• [INSTRUCTIONS TO FOLLOW]
The lines to copy run from the one containing "locate butterfly forewing" to the end of the records below; repeat them exactly and include nothing else.

Referring expression pointing data:
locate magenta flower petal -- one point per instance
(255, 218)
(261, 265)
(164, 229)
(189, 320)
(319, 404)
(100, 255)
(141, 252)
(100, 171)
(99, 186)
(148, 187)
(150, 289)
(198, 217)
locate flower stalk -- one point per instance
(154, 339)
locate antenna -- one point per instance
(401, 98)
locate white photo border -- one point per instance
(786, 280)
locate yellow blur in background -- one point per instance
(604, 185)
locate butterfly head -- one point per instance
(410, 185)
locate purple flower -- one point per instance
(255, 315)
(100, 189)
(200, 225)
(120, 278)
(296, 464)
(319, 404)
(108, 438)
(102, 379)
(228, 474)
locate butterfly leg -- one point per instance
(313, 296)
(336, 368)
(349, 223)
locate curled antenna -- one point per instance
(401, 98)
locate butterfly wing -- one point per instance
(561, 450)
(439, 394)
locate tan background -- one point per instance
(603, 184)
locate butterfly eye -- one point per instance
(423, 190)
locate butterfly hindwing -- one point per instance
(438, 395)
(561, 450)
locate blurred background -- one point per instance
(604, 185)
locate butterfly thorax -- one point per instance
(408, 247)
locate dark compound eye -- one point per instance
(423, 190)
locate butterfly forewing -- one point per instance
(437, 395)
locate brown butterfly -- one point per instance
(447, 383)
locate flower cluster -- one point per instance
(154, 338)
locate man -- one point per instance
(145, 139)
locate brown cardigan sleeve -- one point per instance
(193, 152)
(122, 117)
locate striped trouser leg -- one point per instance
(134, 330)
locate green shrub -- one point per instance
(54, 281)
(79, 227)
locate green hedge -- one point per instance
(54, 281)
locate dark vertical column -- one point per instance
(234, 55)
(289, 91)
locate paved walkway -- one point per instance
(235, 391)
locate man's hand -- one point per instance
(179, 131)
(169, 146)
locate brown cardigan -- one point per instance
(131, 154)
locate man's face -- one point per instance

• [SOLUTION TO THIS EXERCISE]
locate butterfly forewing -- one point per instance
(437, 395)
locate brown butterfly -- one point per instance
(447, 383)
locate flower cluster -- one point per instance
(154, 338)
locate man -- one point per instance
(145, 139)
locate brown cardigan sleeve -- one point per instance
(193, 152)
(122, 117)
locate striped trouser leg -- one point per instance
(134, 330)
locate green shrub -- one point per instance
(54, 281)
(79, 227)
locate green hedge -- one point per instance
(54, 281)
locate dark vertical column -- one point per instance
(234, 55)
(289, 91)
locate paved walkway -- one point per instance
(235, 391)
locate man's hand -- one point per instance
(179, 131)
(169, 146)
locate brown cardigan -- one point per instance
(131, 154)
locate man's face -- one point per instance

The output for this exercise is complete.